• _GIVEN PROBLEM_
Edit the data from the line containing "Readme: the locator spots each instance of the white chest" down through the line containing "Target: white chest fur", replacing "white chest fur" with "pale chest fur" and leaving everything else unchanged. Return only those lines.
=======
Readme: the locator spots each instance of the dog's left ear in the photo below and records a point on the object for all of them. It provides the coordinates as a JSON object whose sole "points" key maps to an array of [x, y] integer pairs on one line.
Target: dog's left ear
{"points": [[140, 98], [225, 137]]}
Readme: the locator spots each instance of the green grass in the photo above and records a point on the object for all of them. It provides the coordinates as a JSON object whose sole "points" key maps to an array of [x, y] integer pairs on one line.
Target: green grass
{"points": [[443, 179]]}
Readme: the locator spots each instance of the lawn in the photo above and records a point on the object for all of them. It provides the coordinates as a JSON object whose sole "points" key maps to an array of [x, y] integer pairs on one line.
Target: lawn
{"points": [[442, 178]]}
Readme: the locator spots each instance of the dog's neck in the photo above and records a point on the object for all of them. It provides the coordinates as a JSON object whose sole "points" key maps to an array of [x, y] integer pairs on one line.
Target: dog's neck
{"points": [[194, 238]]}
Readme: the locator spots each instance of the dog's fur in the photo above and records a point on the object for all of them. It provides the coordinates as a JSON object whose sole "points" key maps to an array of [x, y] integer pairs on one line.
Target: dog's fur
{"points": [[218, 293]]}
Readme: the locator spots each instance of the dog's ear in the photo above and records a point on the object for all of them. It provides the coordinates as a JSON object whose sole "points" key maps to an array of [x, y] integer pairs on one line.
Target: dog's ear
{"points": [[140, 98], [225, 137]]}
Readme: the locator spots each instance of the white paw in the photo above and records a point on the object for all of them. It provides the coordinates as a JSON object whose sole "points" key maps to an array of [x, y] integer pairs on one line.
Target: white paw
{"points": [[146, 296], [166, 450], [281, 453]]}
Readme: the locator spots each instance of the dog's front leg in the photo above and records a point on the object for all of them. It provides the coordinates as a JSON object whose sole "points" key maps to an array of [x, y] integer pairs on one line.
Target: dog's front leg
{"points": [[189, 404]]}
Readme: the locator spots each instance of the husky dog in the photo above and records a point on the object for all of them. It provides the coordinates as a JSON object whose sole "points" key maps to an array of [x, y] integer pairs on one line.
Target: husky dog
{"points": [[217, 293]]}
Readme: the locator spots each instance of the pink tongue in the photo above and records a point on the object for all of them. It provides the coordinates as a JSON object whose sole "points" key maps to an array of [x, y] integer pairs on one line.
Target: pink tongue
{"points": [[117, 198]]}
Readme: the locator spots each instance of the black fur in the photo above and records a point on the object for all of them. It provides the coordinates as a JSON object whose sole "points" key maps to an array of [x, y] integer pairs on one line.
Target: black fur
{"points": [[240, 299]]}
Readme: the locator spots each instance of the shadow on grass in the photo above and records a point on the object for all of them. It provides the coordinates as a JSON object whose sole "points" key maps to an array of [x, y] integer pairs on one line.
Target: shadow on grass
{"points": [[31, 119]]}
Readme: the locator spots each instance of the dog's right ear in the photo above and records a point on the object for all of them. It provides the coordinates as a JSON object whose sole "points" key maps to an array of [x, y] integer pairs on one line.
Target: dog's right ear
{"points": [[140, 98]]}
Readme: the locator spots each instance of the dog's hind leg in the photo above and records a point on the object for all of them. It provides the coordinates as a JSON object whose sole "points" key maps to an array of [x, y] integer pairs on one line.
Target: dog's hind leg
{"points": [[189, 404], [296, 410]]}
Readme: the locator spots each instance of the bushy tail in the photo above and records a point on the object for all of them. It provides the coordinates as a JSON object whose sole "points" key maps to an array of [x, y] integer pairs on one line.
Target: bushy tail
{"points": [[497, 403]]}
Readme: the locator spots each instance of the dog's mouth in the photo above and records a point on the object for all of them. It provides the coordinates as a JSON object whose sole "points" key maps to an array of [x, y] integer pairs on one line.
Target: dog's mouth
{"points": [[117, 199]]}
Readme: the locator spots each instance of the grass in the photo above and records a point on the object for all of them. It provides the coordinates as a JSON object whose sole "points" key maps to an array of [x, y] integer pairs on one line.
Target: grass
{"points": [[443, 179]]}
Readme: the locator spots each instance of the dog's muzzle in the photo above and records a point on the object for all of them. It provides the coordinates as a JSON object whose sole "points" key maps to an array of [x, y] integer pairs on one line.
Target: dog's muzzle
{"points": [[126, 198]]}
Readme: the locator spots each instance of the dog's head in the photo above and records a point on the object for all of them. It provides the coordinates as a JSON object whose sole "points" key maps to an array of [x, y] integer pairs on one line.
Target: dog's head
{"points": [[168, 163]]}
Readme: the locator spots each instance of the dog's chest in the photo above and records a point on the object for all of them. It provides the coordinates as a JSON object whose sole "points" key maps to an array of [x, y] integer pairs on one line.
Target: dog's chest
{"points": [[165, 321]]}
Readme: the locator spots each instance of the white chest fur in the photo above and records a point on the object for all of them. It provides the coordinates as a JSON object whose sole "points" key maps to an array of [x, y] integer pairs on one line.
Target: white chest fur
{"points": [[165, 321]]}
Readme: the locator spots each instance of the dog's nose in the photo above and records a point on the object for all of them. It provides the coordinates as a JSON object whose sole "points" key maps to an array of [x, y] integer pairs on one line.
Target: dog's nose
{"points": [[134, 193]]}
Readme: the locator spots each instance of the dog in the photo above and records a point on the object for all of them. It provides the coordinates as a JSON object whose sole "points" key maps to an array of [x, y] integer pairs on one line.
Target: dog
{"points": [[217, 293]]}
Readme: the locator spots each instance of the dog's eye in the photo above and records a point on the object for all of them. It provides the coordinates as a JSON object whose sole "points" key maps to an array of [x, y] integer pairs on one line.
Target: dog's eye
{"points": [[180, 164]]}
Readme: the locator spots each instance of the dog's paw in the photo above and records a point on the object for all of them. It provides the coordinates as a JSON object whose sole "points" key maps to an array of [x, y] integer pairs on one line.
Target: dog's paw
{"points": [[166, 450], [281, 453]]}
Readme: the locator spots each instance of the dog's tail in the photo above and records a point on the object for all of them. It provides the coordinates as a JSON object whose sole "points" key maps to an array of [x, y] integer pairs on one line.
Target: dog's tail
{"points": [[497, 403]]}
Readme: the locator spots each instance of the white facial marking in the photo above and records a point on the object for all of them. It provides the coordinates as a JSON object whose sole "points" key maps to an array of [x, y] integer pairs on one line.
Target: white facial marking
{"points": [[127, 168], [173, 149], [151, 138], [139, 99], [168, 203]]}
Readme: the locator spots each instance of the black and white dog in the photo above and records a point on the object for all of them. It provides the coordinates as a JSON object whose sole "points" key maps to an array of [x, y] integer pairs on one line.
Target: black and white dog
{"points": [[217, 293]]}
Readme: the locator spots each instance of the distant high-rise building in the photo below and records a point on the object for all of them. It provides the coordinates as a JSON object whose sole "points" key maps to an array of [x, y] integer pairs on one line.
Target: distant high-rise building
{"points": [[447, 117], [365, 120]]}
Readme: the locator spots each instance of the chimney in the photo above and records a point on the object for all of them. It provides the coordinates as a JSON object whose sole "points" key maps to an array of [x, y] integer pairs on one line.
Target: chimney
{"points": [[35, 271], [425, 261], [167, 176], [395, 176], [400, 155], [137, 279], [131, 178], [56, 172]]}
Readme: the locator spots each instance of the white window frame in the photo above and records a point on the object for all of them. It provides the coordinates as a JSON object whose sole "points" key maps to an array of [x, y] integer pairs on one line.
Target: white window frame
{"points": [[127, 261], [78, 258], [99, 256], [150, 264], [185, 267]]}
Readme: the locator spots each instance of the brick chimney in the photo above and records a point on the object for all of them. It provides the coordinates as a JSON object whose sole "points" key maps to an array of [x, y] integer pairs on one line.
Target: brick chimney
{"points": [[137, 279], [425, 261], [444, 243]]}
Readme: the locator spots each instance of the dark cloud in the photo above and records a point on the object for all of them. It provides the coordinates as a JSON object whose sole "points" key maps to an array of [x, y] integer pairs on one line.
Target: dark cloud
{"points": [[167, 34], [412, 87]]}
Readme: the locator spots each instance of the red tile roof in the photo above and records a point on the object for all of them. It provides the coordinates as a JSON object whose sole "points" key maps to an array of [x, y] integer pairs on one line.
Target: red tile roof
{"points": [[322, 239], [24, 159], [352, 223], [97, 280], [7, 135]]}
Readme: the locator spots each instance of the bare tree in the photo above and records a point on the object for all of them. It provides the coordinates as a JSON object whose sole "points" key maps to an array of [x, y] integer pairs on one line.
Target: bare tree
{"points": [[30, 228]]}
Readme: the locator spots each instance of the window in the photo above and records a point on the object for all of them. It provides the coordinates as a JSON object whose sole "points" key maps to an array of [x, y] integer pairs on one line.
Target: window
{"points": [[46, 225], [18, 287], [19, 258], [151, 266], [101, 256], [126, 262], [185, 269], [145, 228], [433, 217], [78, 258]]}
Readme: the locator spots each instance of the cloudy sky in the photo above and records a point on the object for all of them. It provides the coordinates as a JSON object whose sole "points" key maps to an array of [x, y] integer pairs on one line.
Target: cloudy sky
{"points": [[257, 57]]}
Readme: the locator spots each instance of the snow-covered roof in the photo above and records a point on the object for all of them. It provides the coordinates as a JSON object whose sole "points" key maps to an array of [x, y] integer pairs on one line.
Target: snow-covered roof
=======
• _WRITTEN ANSWER_
Readme: the locator spots each instance of the pale chest fur in the photo above and records a point on the object for all of them. It provides the coordinates as a JSON object whose sole "points" key maps to an array of [x, y] integer pairs on one line.
Target: pale chest fur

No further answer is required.